YORK. Where did I leave?

DUCHESS. At that sad stop, my lord,

Where rude misgovern'd hands, from window tops,
Threw dust and rubbish on king Richard's head.
YORK. Then, as I said, the duke, great Bolingbroke,
Mounted upon a hot and fiery steed,

Which his aspiring rider seem'd to know,

With slow, but stately pace, kept on his course,
While all tongues cried-God save thee, Bolingbroke!
You would have thought the very windows spake,

So many greedy looks of young and old
Through casements darted their desiring eyes
Upon his visage; and that all the walls,
With painted imagʼry, had said at once-
Jesu preserve thee! welcome Bolingbroke!
Whilst he, from one side to the other turning,
Bare-headed, lower than his proud steed's neck,
Bespake them thus-I thank you, countrymen :
And thus still doing thus he pass'd along.

DUCHESS. Alas, poor Richard! where rides he the while?
YORK. As in a theatre, the eyes of men,

After a well-graced actor leaves the stage,
Are idly bent on him that enters next,
Thinking his prattle to be tedious:

Even so, or with much more contempt, men's eyes
Did scowl on Richard; no man cried God save him!

========================

Objectives:
**1.** Transcribe the passage, starting at "Whilst he, from" and ending at "God save him!".
**2.** Condense the speech in the passage that begins "YORK. Then, as I said, the duke, great Bolingbroke" into a brief prose summary that keeps its main facts.
**3.** According to the passage, what did hands from the window tops throw on King Richard's head?
The listing that follows the passage is separate material with no connection to it.

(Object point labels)

========================

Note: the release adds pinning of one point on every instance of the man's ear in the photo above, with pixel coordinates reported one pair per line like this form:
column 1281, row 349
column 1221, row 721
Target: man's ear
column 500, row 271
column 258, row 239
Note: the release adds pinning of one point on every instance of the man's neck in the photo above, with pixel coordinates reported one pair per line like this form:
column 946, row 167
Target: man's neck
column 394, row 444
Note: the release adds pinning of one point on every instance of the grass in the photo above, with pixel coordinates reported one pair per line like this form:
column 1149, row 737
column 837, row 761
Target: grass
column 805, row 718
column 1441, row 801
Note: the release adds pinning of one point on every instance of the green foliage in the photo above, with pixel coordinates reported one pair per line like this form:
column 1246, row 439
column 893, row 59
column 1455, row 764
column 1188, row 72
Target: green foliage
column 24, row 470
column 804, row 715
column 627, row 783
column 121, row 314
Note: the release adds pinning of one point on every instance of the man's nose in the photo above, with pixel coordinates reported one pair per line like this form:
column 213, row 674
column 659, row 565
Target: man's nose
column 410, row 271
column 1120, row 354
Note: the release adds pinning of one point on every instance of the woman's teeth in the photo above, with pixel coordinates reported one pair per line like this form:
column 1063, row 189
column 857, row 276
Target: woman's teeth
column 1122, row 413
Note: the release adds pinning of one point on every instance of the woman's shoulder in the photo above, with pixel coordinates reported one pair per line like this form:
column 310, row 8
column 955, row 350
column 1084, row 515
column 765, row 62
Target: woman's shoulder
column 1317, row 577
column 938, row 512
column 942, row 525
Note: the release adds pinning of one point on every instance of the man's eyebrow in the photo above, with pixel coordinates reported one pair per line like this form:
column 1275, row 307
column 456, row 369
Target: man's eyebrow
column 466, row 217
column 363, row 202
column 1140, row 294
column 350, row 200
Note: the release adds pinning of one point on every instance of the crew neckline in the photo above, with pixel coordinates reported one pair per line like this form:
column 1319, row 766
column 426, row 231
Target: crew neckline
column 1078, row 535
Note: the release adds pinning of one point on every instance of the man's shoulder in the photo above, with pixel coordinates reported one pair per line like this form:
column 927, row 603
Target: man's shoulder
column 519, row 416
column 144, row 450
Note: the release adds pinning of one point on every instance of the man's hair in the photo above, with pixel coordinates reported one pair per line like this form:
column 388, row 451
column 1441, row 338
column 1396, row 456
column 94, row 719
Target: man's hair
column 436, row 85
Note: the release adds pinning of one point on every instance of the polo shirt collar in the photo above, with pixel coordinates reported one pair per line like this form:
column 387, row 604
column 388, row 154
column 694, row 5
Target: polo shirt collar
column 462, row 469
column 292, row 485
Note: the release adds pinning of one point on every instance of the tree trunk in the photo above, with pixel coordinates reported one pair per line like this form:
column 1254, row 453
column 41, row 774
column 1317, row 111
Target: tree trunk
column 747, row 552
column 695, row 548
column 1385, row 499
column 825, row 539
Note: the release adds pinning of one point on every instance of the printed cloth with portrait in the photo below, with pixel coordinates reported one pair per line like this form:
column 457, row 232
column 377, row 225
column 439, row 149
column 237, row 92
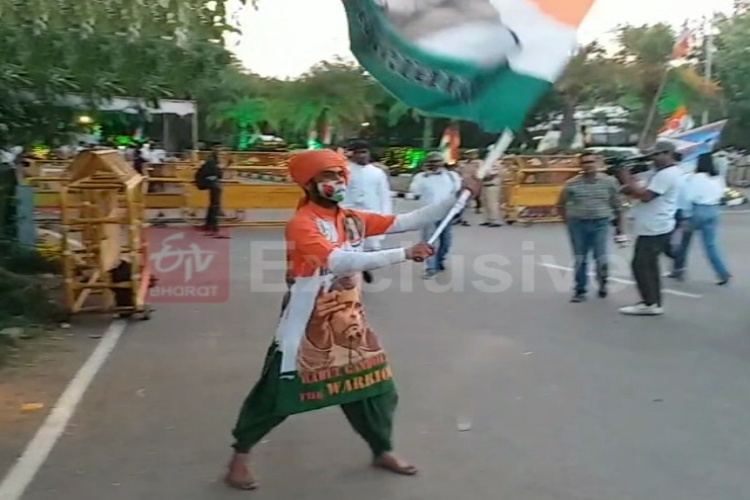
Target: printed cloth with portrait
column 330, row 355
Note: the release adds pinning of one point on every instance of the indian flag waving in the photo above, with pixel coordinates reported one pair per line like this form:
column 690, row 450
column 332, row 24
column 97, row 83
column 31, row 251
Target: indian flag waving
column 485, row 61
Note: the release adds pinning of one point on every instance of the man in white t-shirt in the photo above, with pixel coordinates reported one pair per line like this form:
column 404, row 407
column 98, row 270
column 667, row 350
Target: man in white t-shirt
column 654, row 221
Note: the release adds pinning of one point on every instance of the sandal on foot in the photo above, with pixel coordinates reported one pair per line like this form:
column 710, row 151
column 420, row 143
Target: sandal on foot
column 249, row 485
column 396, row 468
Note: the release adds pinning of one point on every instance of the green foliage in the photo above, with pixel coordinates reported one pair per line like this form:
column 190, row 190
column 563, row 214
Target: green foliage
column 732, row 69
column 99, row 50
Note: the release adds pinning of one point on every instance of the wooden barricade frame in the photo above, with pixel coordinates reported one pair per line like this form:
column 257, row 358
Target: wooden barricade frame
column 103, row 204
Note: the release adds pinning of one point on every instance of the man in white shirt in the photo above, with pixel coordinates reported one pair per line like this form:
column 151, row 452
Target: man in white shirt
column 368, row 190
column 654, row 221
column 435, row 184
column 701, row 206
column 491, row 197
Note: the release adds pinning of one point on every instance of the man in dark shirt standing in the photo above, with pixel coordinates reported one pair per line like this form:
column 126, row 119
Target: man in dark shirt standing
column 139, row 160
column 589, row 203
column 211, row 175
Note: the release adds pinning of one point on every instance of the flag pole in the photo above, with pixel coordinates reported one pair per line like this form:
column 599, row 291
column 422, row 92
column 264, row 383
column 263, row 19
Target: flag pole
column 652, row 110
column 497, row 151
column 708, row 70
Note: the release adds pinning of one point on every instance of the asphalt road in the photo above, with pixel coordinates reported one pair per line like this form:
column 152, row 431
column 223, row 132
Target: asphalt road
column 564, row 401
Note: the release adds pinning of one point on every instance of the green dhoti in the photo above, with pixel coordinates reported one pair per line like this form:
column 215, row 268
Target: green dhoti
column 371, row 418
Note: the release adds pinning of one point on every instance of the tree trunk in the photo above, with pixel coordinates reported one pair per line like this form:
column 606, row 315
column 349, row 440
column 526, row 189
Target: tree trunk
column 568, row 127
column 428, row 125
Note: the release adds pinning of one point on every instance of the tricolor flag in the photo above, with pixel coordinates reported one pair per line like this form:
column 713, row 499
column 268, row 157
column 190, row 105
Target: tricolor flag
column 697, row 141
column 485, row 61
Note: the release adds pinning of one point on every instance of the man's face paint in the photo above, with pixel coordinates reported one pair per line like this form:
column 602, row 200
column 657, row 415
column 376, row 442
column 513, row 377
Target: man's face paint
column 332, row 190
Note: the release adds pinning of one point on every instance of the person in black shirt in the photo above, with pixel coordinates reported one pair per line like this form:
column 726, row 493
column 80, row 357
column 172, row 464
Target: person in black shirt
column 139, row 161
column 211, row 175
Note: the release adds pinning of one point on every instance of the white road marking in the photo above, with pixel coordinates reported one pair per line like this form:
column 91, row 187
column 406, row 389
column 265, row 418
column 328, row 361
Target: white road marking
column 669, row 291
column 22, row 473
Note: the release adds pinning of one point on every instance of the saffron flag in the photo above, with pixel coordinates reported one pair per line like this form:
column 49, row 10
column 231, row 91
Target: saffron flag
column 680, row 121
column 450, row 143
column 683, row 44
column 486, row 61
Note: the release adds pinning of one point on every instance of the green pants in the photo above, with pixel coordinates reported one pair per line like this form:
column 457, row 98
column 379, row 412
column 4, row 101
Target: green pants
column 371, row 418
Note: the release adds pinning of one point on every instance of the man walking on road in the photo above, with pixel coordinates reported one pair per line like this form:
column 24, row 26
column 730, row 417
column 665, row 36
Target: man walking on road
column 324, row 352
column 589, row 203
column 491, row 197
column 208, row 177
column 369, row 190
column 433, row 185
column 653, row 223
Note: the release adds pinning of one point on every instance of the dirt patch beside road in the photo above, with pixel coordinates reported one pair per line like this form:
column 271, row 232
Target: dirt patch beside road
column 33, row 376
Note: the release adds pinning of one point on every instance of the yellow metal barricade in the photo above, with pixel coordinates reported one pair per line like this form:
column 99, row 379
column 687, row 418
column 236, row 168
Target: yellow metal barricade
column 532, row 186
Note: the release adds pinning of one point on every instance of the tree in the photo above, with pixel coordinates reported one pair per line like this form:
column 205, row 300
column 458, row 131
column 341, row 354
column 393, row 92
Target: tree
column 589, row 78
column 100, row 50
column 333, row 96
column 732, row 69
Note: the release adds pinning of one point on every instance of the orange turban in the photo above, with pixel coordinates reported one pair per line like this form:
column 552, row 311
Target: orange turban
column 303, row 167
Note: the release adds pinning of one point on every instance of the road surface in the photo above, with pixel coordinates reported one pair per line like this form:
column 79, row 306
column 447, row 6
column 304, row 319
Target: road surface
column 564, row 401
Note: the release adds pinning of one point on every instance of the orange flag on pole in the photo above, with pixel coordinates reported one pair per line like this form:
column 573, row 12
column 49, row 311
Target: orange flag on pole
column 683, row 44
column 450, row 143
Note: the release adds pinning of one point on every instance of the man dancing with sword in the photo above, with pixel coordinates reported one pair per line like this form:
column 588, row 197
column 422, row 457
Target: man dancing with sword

========================

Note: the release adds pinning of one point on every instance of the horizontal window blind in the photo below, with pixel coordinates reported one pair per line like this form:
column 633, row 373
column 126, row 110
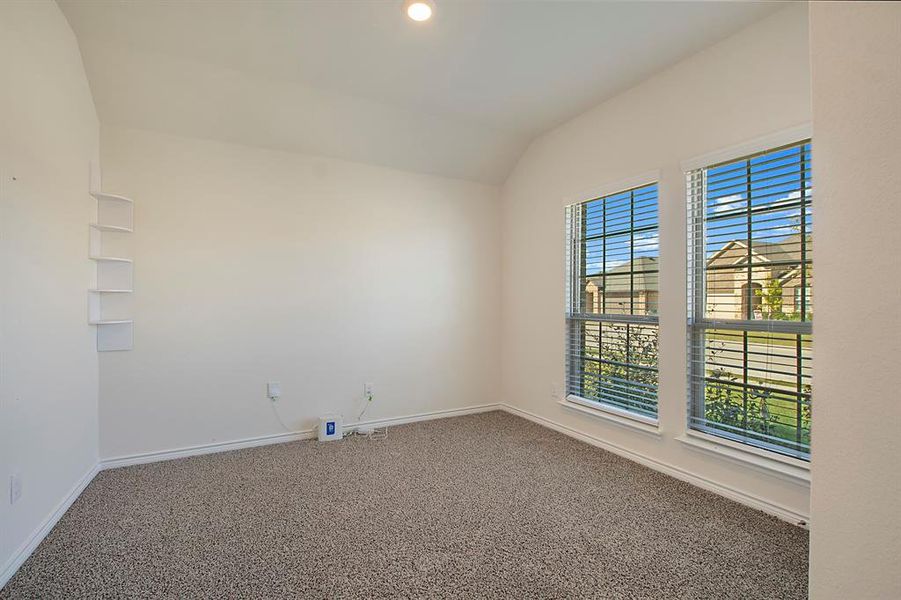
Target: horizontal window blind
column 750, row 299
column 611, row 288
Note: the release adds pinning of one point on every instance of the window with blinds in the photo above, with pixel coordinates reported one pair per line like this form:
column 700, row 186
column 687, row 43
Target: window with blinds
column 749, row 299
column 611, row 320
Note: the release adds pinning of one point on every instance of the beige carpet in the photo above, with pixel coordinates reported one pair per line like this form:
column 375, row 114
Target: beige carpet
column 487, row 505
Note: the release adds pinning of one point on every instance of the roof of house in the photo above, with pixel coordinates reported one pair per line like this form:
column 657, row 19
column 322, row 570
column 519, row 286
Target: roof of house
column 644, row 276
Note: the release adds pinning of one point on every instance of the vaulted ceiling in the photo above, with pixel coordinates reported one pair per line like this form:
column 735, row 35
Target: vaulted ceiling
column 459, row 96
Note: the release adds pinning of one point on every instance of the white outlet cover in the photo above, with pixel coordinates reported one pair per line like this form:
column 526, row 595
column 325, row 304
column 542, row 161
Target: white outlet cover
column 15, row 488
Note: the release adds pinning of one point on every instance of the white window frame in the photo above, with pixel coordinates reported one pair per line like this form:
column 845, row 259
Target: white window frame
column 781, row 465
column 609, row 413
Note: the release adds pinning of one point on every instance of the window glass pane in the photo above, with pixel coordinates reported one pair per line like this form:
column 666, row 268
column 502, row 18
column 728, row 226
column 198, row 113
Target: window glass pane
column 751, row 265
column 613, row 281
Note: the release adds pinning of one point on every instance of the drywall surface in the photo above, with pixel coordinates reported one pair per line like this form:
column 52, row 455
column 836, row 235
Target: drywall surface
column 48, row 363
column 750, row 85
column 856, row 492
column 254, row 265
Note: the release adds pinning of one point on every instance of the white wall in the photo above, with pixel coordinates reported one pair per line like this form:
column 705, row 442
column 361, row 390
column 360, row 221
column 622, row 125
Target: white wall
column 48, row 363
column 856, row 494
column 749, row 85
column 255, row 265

========================

Solutions to the exercise:
**1.**
Whilst he, from one side to the other turning,
Bare-headed, lower than his proud steed's neck,
Bespake them thus-I thank you, countrymen :
And thus still doing thus he pass'd along.

DUCHESS. Alas, poor Richard! where rides he the while?
YORK. As in a theatre, the eyes of men,

After a well-graced actor leaves the stage,
Are idly bent on him that enters next,
Thinking his prattle to be tedious:

Even so, or with much more contempt, men's eyes
Did scowl on Richard; no man cried God save him!

**2.** York resumes his account. Bolingbroke, mounted on a hot and fiery steed, kept a slow but stately pace while every voice cried "God save thee, Bolingbroke!" Young and old looked eagerly at him through the windows, as if the windows and painted walls themselves welcomed him. Bareheaded, and bowing lower than his horse's neck, he turned from side to side and thanked his countrymen as he passed along.

**3.** Dust and rubbish.